## EXERCISES
1 - Repeat the portion of the forum post on taxing foreign income starting at "If you are resident" and ending at "to be paid.".
2 - Summarize the forum post on taxing foreign income in two sentences.
3 - In the forum post on taxing foreign income, what period does Thailand's tax year cover?

## SOURCE TEXT

If you are resident in your foreign country then you would have to see the  tax rules related to residence, declaring foreign earned income and earning income whilst living and resident in your country and if taxes are to be paid.

There are double taxation agreements in place between Thailand and other countries.

UK used to be "earned in UK taxed in UK, earned in Thailand taxed in Thailand, cannot be taxed twice on the same amount"

That is no longer the case, money can be taxed twice now. Check up un the tax laws of country for an equivalent agreement.

Note tax years between 2 countries may not be the same, UK is 6th April to 5th April (weird dates I know but it's historical, or do I mean hysterical) Thailand is per calendar year,

Posted
22 minutes ago, seancbk said:

I've always wondered how they calculate this "year it was earned".  Let's say I earn 10,000 oranges a year, and then in year 10 I transfer 10,000 oranges to Thailand.  Who decides if those 10,000 oranges where the ones I earned this year or the ones I earned 5 years ago?

## RECORDS PROVIDED
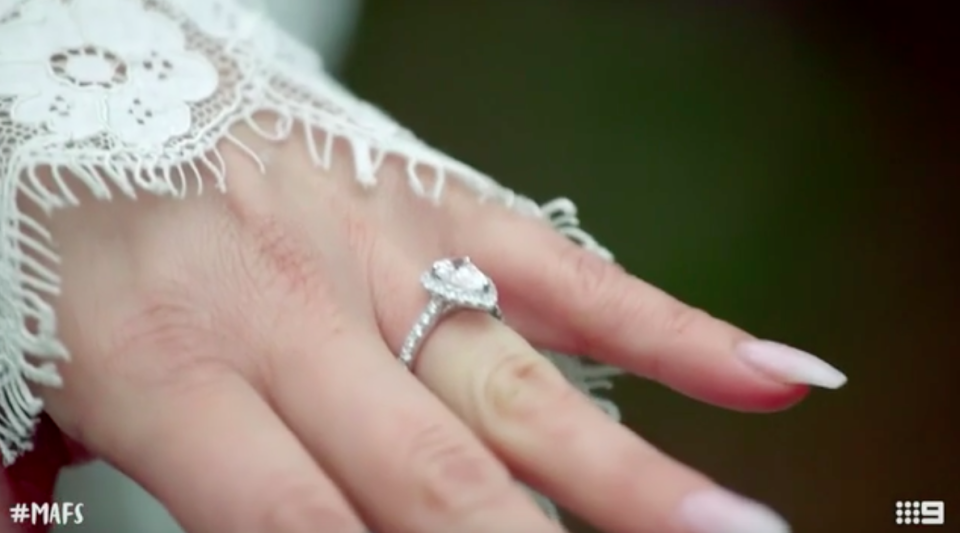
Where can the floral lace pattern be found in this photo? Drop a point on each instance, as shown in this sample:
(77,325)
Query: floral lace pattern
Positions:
(134,96)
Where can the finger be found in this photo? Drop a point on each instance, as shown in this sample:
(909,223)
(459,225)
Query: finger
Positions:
(220,460)
(554,438)
(408,463)
(569,299)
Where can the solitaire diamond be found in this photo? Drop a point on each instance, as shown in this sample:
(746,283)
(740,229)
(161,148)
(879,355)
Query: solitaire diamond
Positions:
(460,282)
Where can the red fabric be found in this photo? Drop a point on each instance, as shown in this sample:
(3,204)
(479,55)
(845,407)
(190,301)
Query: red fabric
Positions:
(33,477)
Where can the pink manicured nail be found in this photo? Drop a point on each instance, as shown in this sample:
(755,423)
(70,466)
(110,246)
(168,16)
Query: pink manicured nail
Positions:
(720,511)
(790,365)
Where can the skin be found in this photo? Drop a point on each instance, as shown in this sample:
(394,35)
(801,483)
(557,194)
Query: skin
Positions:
(233,353)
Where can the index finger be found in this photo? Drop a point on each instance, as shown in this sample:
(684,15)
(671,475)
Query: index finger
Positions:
(564,297)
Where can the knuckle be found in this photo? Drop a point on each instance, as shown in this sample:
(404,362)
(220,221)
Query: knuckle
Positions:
(286,256)
(297,504)
(168,340)
(525,389)
(591,274)
(681,319)
(454,476)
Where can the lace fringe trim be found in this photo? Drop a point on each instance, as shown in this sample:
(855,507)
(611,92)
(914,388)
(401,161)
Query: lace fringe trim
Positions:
(30,353)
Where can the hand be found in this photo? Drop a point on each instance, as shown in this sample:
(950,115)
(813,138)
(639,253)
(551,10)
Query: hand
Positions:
(235,354)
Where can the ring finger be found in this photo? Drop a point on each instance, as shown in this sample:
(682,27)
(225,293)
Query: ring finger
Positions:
(522,406)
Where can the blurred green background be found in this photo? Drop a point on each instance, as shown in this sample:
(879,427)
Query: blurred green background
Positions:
(782,167)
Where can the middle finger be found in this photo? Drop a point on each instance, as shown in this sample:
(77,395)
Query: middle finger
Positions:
(557,440)
(407,462)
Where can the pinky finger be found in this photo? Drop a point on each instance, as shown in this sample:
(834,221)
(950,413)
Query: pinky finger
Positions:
(221,460)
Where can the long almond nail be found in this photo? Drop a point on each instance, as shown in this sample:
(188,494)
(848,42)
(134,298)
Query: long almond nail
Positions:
(790,365)
(720,511)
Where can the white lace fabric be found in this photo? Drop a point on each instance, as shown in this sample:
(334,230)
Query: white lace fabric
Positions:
(135,96)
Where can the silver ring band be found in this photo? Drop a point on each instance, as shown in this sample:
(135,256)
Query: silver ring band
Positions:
(453,284)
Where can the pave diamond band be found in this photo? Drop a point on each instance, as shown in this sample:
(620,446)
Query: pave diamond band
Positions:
(453,284)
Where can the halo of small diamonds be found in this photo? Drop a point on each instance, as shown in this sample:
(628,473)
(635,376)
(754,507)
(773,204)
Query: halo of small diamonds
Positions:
(459,282)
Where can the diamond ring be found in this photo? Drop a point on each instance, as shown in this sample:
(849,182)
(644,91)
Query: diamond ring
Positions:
(453,284)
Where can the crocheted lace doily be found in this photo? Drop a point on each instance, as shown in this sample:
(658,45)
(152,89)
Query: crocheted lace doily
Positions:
(134,96)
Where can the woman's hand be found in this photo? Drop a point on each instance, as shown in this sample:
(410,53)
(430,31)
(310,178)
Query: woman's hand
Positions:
(235,354)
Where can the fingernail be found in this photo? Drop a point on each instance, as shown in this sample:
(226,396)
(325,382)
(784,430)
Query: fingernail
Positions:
(790,365)
(720,511)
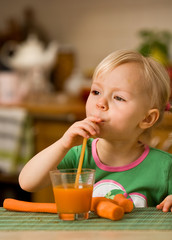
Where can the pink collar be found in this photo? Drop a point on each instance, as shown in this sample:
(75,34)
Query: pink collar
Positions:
(117,169)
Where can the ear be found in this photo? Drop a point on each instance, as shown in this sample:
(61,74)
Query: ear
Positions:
(150,119)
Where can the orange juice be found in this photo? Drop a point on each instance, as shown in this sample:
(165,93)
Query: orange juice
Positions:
(71,199)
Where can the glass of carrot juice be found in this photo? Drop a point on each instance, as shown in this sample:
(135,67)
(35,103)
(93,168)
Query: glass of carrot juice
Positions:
(73,197)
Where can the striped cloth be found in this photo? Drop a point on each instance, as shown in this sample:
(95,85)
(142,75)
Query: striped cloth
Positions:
(16,139)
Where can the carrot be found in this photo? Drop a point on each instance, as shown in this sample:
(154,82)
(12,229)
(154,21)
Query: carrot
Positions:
(23,206)
(110,210)
(122,201)
(96,200)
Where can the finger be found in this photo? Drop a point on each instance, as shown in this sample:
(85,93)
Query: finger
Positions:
(89,127)
(94,119)
(81,132)
(167,206)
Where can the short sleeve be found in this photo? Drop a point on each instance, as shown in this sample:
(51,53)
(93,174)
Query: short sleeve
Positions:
(170,181)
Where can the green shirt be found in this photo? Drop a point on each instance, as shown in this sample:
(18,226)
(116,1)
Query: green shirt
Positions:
(147,180)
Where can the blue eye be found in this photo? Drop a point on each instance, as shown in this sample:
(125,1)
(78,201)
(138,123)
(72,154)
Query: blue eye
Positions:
(95,92)
(119,99)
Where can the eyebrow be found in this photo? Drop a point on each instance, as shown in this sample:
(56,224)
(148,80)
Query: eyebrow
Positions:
(114,89)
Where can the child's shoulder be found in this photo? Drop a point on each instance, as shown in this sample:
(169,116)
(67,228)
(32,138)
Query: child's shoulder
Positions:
(160,153)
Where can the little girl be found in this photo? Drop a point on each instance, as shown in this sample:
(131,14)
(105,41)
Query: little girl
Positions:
(128,97)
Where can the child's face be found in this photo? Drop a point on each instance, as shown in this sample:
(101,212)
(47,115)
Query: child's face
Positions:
(119,99)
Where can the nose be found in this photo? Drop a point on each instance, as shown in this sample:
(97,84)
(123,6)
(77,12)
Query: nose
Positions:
(102,105)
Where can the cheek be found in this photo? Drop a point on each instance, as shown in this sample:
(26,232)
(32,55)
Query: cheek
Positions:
(88,107)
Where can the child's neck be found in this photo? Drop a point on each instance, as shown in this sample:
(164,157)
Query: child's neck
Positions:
(118,154)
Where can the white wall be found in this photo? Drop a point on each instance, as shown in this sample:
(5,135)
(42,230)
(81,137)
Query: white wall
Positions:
(94,27)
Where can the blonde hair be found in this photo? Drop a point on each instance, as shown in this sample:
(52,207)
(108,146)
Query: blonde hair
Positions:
(156,79)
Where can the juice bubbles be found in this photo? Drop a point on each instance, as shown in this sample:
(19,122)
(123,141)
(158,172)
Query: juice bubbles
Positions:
(72,199)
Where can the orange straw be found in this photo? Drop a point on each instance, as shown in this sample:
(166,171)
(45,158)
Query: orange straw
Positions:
(80,162)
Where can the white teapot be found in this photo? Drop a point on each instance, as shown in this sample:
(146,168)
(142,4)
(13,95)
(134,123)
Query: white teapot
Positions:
(32,61)
(30,54)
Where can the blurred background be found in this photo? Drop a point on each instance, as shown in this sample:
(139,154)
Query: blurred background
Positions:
(48,52)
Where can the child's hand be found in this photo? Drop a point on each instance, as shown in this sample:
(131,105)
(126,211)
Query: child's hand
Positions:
(79,130)
(166,204)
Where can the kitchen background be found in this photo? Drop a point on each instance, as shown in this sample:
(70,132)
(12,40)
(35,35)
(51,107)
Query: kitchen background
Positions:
(48,52)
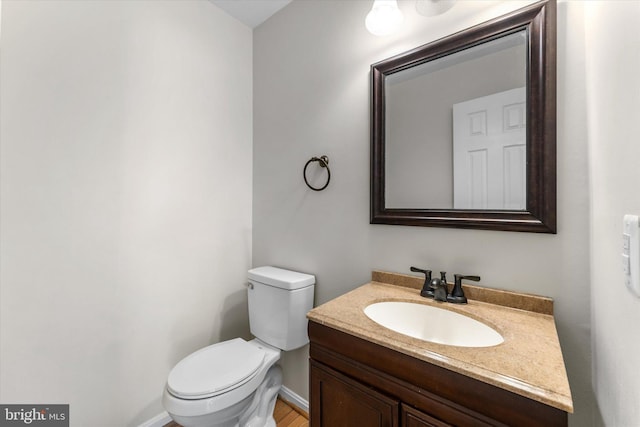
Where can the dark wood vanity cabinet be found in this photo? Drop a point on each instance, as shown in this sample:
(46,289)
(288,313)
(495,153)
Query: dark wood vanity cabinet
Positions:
(356,383)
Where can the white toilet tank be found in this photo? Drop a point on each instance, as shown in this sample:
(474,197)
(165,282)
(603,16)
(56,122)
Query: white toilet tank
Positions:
(279,301)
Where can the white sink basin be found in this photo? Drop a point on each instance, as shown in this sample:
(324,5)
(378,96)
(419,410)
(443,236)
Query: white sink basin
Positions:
(433,324)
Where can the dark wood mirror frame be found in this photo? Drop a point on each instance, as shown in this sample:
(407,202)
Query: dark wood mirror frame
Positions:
(539,20)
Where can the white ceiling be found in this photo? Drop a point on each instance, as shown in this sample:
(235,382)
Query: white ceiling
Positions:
(251,12)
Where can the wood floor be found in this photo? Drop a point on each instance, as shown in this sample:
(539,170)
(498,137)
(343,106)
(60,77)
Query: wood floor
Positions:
(285,414)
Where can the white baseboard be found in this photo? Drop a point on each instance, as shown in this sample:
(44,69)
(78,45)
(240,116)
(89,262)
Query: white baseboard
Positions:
(290,396)
(158,421)
(286,393)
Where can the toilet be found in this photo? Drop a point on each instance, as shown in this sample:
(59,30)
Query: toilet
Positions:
(235,383)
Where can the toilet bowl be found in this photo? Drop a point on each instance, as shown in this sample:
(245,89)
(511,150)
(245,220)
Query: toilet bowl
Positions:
(235,383)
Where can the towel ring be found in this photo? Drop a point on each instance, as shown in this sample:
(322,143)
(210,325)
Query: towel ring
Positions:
(324,162)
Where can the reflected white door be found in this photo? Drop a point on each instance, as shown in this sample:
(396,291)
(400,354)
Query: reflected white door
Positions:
(489,152)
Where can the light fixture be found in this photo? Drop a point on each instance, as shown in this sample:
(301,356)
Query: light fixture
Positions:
(384,17)
(433,7)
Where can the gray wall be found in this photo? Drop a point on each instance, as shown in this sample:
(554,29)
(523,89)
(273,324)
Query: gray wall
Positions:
(311,97)
(125,198)
(613,65)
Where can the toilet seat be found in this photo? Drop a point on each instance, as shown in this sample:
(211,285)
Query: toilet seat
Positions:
(215,369)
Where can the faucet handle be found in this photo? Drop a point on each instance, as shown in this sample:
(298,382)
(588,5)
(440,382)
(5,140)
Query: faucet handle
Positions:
(457,294)
(426,291)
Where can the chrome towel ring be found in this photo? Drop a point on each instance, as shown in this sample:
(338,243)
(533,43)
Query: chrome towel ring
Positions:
(324,162)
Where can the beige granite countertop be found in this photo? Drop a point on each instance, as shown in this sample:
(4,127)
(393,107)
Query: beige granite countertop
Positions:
(529,362)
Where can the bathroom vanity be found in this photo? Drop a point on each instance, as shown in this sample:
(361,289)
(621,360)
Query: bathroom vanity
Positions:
(363,374)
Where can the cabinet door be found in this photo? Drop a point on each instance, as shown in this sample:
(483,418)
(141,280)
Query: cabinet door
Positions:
(413,418)
(337,400)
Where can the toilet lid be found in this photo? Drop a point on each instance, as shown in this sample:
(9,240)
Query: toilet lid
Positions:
(214,369)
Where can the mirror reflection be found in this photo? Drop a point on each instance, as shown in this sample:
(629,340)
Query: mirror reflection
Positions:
(456,129)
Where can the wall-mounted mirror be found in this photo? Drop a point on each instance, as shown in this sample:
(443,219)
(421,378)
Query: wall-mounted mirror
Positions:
(463,129)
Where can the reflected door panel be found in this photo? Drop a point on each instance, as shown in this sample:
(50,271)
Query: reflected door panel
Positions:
(489,152)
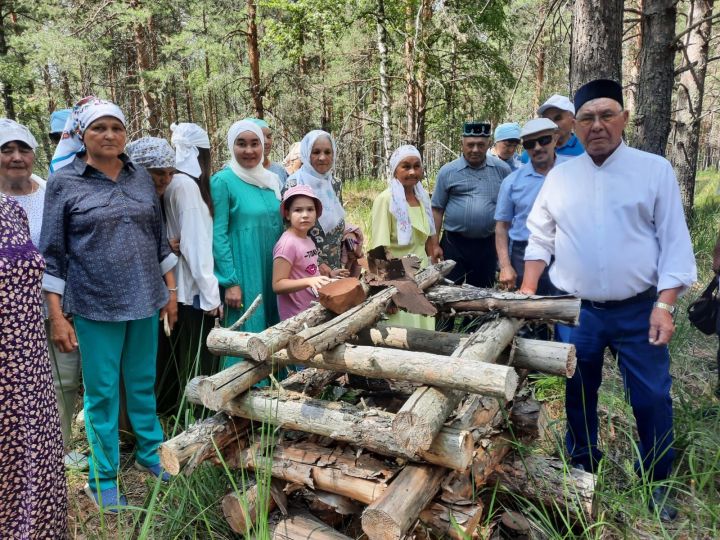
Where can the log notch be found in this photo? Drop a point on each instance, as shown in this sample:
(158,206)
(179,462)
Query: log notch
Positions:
(366,428)
(305,526)
(551,482)
(421,418)
(550,357)
(312,341)
(466,298)
(460,372)
(392,515)
(199,442)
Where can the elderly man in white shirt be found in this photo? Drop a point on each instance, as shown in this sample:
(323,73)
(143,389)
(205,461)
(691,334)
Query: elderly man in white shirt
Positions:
(613,220)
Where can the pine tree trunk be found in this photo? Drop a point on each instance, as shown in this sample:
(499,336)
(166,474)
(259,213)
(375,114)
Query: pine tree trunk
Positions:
(596,48)
(384,84)
(656,78)
(686,135)
(254,59)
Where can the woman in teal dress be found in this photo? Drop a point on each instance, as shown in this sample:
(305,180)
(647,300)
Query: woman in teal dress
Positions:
(402,221)
(246,226)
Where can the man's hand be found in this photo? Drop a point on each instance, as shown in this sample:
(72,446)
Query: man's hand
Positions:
(507,278)
(62,334)
(662,327)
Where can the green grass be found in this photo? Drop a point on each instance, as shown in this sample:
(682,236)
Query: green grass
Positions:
(189,507)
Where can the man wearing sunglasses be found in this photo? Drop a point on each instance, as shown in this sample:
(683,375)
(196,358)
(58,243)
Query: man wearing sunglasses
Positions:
(464,198)
(614,222)
(516,198)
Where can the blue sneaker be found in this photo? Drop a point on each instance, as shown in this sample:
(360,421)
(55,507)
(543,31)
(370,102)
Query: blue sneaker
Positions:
(156,470)
(109,501)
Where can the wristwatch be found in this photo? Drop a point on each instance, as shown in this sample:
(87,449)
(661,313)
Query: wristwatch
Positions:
(666,307)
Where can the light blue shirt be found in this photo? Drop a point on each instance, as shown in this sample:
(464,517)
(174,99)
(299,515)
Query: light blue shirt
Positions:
(517,196)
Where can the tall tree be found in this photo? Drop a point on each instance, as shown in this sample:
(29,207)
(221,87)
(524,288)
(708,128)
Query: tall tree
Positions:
(656,76)
(686,132)
(596,48)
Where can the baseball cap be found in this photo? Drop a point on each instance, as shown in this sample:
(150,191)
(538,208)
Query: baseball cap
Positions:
(559,102)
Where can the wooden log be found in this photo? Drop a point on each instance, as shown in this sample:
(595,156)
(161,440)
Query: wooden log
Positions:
(551,482)
(261,346)
(551,357)
(392,515)
(312,341)
(421,418)
(201,440)
(467,298)
(461,372)
(241,510)
(303,526)
(342,295)
(366,428)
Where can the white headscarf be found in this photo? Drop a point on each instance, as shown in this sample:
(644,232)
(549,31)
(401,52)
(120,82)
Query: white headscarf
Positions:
(321,184)
(398,203)
(258,176)
(84,113)
(10,131)
(186,139)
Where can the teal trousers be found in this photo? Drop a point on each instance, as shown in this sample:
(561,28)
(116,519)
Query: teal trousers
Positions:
(110,350)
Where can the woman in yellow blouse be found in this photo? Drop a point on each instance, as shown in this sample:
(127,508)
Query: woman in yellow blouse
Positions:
(402,221)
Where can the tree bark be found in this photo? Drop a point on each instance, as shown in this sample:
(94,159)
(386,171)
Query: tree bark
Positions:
(471,299)
(596,48)
(254,58)
(382,41)
(686,132)
(656,77)
(390,517)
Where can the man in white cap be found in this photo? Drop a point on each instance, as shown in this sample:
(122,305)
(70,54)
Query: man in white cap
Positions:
(613,220)
(507,139)
(516,198)
(561,110)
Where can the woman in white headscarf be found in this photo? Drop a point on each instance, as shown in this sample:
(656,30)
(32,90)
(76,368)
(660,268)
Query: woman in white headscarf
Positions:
(402,220)
(318,153)
(247,224)
(109,267)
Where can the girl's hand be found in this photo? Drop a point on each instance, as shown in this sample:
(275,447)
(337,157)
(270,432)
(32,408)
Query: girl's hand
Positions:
(62,334)
(233,297)
(174,245)
(339,272)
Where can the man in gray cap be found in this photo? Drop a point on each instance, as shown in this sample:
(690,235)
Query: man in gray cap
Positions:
(614,222)
(464,198)
(516,198)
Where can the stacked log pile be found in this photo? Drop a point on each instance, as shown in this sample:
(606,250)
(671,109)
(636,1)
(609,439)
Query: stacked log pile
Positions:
(401,469)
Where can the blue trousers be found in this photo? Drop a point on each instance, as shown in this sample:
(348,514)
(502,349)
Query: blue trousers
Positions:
(645,369)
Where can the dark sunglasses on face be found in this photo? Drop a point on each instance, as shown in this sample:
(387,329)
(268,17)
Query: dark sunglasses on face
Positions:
(544,141)
(476,129)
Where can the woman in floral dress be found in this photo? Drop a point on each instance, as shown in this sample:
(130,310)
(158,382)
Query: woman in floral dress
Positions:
(33,497)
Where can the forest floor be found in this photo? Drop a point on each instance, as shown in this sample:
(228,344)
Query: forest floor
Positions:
(189,507)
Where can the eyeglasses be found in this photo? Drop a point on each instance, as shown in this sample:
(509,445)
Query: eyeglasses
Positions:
(605,117)
(476,129)
(544,141)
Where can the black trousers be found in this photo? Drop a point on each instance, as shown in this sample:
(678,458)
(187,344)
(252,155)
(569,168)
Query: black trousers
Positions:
(476,258)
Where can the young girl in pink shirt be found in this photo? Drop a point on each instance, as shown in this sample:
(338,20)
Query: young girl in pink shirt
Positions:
(296,277)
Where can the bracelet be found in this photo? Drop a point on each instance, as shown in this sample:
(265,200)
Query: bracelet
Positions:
(666,307)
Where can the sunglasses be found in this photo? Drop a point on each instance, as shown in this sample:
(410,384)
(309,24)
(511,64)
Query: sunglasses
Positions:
(544,141)
(476,129)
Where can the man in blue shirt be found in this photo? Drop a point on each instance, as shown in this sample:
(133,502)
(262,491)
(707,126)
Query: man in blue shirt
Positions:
(464,198)
(516,198)
(560,110)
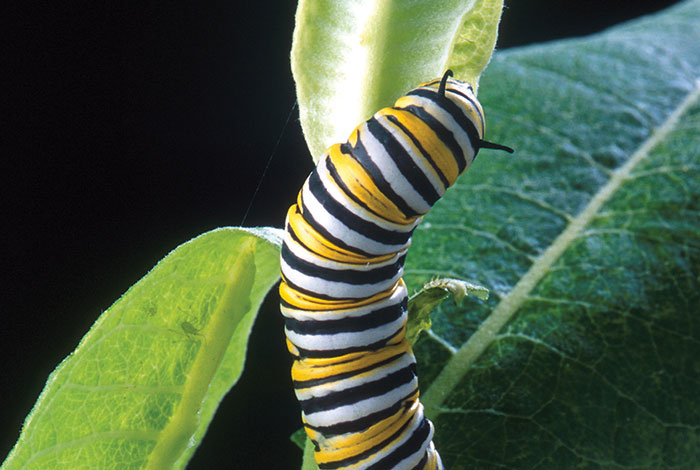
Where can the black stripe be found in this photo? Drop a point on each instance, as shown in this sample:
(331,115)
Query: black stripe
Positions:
(352,221)
(359,153)
(423,461)
(468,98)
(372,319)
(369,452)
(316,295)
(325,354)
(419,145)
(347,276)
(444,134)
(306,214)
(417,439)
(296,238)
(352,395)
(301,384)
(453,110)
(333,172)
(363,423)
(403,162)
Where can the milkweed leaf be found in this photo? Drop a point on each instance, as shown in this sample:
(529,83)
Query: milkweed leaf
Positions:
(350,58)
(587,354)
(145,381)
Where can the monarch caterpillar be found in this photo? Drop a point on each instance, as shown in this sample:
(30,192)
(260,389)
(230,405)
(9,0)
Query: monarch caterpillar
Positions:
(342,296)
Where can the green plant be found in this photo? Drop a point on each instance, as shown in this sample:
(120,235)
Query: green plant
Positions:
(586,353)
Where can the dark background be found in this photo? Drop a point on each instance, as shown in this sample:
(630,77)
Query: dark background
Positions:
(132,130)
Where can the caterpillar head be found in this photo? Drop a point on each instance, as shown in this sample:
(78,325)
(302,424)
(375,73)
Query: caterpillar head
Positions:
(462,95)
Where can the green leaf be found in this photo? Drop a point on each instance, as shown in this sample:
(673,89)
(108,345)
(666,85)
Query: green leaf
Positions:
(351,58)
(145,381)
(587,354)
(423,303)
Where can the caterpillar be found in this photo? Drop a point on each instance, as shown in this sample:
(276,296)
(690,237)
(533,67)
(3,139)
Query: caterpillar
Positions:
(342,296)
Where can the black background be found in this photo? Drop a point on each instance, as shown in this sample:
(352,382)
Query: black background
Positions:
(126,131)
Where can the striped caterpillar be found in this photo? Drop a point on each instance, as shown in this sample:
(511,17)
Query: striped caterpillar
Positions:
(342,295)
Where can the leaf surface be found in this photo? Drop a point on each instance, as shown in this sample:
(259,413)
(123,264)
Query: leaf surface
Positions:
(145,381)
(587,354)
(351,58)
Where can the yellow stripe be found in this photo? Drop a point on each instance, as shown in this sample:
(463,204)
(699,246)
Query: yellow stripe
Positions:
(308,302)
(361,185)
(344,447)
(320,368)
(429,140)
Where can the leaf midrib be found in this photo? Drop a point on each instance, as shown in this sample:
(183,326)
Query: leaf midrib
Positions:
(458,365)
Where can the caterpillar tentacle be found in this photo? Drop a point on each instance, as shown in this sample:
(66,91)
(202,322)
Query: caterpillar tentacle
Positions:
(343,299)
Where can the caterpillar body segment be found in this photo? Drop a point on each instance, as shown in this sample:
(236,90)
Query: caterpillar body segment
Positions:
(343,298)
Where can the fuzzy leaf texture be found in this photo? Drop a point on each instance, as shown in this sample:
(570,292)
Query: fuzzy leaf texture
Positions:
(587,354)
(143,385)
(351,58)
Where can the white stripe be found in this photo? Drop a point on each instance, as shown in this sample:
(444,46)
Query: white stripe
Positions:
(341,231)
(397,297)
(448,121)
(352,206)
(303,253)
(420,161)
(339,341)
(339,290)
(338,386)
(391,172)
(362,408)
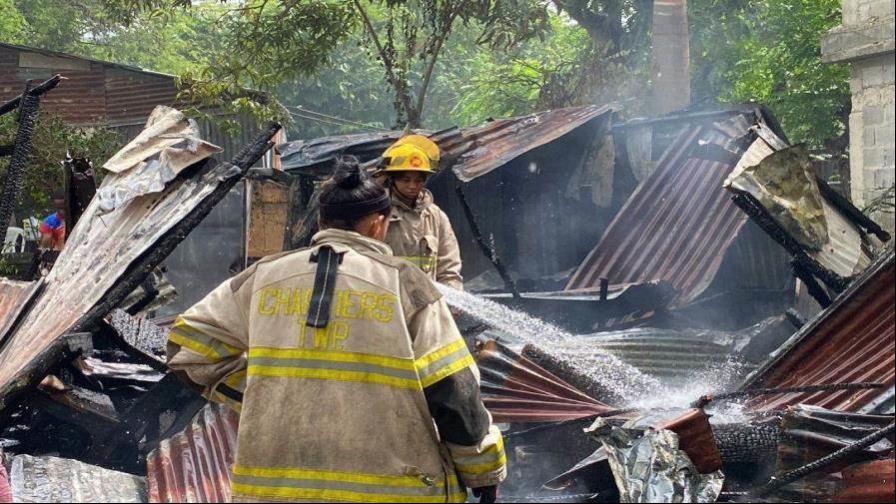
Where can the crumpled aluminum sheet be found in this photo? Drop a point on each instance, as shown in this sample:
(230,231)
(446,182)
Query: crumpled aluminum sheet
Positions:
(784,183)
(53,479)
(648,466)
(169,143)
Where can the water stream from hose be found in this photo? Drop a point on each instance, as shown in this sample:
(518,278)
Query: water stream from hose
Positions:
(635,388)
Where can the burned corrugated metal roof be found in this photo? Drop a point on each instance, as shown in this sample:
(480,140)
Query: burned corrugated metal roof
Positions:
(851,341)
(816,225)
(101,249)
(679,221)
(54,479)
(673,356)
(470,152)
(515,389)
(194,465)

## EXPECTED RESPONSES
1 -
If you are resident in your foreign country then you would have to see the  tax rules related to residence, declaring foreign earned income and earning income whilst living and resident in your country and if taxes are to be paid.

2 - Residents of a foreign country need to check its rules on residence and on declaring foreign earned income, and Thailand has double taxation agreements with other countries. The UK no longer stops the same money from being taxed twice, and its tax year runs from 6 April to 5 April, while Thailand's follows the calendar year.

3 - The calendar year.